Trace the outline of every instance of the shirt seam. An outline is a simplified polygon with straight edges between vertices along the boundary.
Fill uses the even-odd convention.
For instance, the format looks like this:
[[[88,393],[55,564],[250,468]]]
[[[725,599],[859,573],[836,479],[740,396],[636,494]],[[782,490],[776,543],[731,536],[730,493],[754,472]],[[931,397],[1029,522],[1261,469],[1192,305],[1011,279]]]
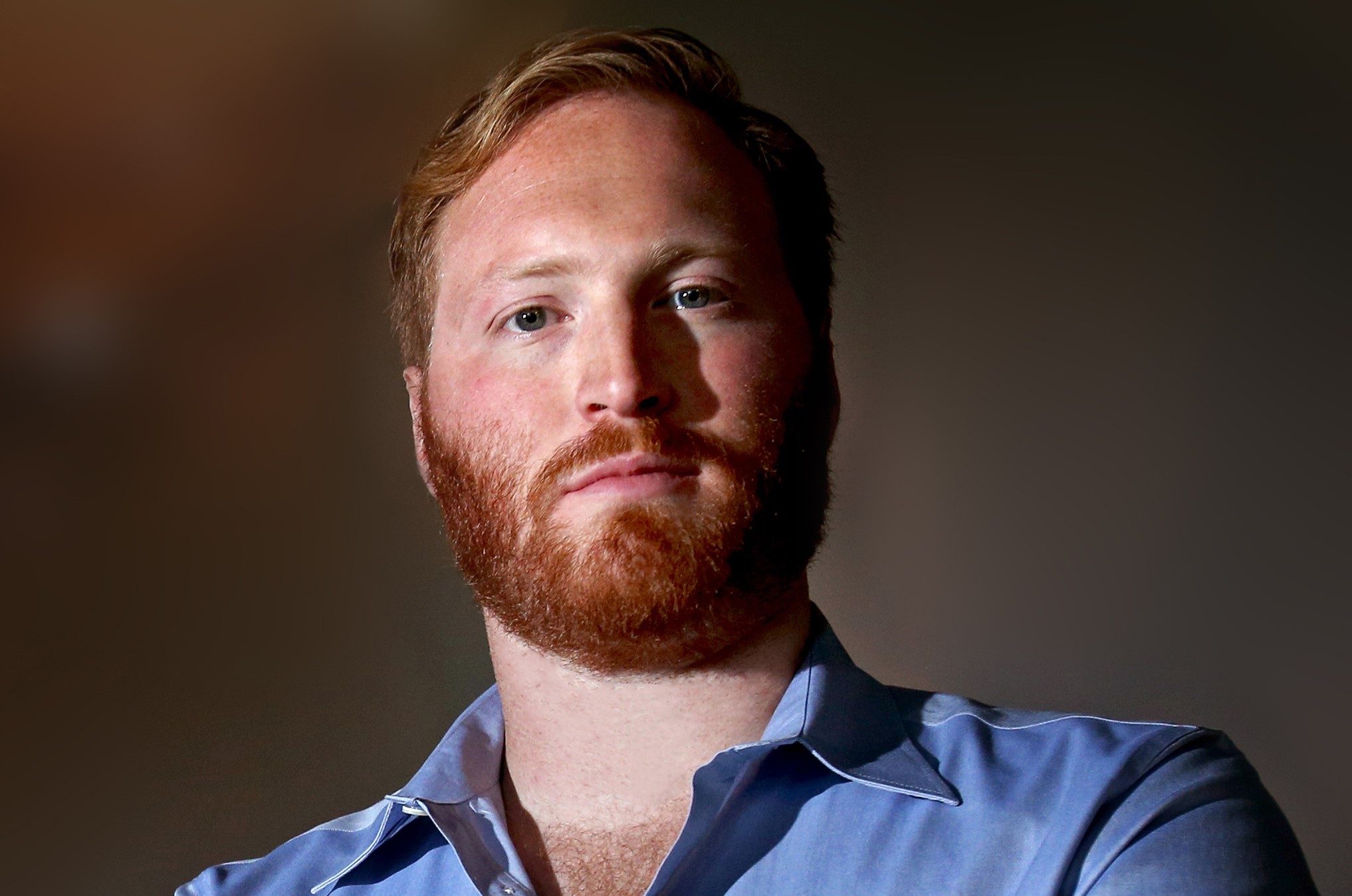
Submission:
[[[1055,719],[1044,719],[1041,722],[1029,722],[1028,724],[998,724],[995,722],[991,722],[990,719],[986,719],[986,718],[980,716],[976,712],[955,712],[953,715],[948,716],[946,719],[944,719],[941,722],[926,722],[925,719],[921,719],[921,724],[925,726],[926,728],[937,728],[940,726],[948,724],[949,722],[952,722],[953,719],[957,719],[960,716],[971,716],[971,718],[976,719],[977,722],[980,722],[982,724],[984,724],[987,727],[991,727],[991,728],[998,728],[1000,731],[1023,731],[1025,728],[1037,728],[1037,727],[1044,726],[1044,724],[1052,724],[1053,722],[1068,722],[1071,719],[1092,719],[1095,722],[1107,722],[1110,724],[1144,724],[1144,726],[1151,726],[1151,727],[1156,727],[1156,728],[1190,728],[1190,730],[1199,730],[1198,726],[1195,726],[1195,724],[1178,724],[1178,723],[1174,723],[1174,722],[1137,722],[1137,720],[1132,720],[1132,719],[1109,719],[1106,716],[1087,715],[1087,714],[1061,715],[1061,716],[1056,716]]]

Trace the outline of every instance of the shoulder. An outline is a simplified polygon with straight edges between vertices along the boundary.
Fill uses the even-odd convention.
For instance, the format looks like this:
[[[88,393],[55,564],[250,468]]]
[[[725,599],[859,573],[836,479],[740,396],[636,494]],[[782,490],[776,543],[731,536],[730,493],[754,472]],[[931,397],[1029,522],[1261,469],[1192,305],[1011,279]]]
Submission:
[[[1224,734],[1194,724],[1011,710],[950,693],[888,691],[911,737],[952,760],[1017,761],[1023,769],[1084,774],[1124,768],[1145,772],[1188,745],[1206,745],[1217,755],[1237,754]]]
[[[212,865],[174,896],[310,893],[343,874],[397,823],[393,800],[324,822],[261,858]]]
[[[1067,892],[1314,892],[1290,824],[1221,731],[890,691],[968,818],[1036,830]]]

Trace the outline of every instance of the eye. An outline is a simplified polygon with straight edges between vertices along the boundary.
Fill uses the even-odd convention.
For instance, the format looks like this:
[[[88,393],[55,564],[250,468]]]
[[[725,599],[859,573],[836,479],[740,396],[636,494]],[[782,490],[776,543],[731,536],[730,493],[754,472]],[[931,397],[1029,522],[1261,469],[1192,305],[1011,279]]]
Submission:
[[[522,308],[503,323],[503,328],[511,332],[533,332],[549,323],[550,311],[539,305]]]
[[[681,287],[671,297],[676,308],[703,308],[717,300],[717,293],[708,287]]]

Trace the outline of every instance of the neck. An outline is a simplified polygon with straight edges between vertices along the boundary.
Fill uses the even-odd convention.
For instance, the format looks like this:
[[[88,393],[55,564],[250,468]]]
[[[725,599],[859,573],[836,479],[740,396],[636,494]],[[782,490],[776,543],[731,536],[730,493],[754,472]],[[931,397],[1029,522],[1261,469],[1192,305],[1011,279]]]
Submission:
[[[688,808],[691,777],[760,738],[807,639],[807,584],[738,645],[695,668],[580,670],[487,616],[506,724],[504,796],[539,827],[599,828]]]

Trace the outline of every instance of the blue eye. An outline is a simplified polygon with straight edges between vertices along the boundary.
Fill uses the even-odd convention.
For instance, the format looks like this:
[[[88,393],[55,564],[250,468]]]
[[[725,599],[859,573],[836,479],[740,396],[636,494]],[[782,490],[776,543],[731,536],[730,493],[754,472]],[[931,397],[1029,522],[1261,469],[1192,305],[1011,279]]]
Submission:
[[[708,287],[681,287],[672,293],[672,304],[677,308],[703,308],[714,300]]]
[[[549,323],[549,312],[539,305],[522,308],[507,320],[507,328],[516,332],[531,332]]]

****************************************

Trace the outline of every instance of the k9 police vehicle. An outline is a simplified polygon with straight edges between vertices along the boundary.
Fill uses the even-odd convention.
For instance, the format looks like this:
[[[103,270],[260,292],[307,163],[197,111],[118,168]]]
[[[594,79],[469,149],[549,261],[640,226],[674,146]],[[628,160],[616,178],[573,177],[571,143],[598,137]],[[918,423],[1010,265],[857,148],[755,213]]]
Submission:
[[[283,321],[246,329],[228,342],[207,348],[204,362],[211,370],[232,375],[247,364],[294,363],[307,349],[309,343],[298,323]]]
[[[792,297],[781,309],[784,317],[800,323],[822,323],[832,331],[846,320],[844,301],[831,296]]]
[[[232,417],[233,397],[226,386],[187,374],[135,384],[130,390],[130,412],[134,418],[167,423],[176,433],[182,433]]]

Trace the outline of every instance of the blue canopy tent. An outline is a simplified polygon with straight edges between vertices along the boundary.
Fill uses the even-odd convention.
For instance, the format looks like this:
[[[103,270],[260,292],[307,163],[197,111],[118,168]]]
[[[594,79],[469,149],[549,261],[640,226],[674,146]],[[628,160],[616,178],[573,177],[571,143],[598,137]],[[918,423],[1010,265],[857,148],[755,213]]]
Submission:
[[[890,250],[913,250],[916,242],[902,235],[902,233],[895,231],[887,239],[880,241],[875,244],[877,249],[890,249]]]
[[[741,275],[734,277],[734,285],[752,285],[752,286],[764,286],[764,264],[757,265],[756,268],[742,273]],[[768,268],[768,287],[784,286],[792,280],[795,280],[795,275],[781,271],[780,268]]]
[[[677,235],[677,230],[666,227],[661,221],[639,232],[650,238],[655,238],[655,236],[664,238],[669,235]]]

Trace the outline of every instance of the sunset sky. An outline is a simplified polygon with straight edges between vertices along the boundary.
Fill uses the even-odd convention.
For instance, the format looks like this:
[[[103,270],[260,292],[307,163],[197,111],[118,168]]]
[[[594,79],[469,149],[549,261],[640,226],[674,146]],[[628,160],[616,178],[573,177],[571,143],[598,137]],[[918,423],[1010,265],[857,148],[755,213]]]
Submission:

****************************************

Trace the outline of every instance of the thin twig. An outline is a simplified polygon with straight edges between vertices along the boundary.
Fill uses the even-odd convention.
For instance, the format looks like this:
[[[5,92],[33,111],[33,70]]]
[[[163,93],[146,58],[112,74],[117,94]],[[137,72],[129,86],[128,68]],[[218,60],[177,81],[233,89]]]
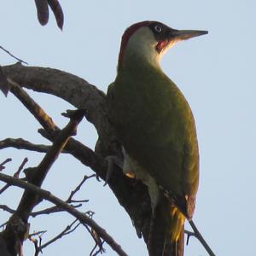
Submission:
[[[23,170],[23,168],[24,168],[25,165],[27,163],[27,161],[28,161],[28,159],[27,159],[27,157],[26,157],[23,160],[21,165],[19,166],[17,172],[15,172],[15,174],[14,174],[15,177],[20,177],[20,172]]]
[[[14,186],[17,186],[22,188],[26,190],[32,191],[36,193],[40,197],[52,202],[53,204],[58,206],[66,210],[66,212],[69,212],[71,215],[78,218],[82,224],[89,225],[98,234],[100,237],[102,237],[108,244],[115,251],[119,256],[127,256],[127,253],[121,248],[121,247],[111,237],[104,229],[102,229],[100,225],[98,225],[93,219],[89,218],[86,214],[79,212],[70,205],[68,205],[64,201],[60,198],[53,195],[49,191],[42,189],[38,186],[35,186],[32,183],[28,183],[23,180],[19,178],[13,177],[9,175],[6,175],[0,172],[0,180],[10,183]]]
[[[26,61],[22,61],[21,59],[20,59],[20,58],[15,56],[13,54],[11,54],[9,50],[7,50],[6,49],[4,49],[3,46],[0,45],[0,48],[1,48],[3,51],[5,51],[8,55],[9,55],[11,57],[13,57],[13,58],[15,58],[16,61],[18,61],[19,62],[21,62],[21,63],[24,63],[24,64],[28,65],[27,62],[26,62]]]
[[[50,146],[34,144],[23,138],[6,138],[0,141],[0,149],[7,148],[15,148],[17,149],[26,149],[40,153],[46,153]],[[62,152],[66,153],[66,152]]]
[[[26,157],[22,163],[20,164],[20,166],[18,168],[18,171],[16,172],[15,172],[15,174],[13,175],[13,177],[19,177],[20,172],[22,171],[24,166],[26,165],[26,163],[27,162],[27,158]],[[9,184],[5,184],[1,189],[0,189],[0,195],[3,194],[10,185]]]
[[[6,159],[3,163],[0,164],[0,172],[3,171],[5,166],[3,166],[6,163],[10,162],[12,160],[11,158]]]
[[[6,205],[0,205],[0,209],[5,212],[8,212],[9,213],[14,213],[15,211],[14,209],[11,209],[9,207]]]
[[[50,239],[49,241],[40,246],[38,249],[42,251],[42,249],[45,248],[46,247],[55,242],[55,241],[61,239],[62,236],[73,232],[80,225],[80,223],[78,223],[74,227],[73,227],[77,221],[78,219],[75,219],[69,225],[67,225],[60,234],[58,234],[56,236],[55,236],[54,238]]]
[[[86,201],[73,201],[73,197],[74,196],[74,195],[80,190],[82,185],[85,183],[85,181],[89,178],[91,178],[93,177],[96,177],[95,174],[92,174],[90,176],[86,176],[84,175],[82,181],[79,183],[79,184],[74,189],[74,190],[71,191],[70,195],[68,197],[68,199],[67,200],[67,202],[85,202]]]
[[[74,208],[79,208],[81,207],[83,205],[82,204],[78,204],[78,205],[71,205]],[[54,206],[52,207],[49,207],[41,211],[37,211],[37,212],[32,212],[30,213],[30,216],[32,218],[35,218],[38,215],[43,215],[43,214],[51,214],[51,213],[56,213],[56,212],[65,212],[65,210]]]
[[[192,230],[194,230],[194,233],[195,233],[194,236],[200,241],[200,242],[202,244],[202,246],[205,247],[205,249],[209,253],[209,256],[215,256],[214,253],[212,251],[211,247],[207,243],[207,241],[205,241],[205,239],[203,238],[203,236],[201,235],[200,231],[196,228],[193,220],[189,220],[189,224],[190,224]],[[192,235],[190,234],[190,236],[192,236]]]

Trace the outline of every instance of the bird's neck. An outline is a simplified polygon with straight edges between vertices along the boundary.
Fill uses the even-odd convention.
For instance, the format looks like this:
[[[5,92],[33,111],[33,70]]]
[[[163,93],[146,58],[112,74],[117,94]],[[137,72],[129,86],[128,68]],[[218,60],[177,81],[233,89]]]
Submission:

****************************************

WHAT IS BEING ASKED:
Locate every line in the records above that contains the word "neck" and copy each of those lines in full.

WORKED ANSWER:
Trace the outline of every instance of the neck. An outline is a simplified polygon with straight edges between vertices along the boundary.
Trace the outline of every instance of the bird's neck. An outline is a simplified polygon with straight edges between vertices along the boundary.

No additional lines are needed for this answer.